» **Input records**:

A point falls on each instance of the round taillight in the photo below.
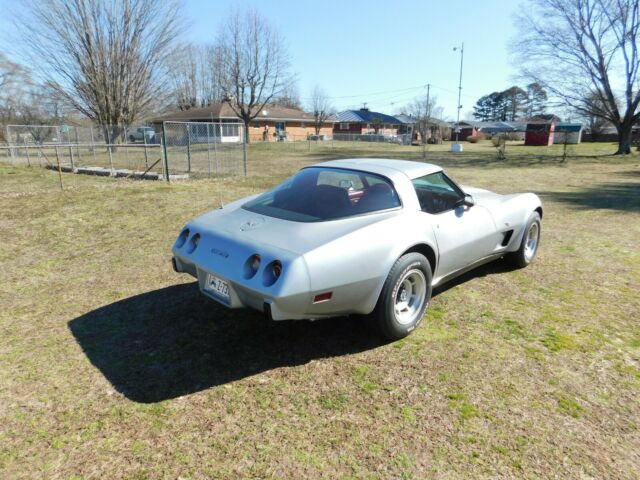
(276, 267)
(251, 266)
(193, 243)
(271, 273)
(182, 238)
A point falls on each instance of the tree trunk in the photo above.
(247, 139)
(624, 138)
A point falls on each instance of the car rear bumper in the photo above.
(292, 307)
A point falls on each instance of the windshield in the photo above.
(317, 194)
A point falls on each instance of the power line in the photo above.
(361, 95)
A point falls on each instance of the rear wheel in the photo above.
(529, 245)
(405, 296)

» **Required work**: Copy out every line from the one containing "A point falls on each instance of the windshield" through the end of the entries, text lines included, and shift each coordinate in that span by adding -129 to both of its numbers.

» **Complete output**:
A point falls on each instance of the windshield in the photo above.
(188, 65)
A point falls on each instance of the power line in the photo above.
(232, -34)
A point falls on each instance of the rear wheel in the photo above.
(400, 116)
(276, 167)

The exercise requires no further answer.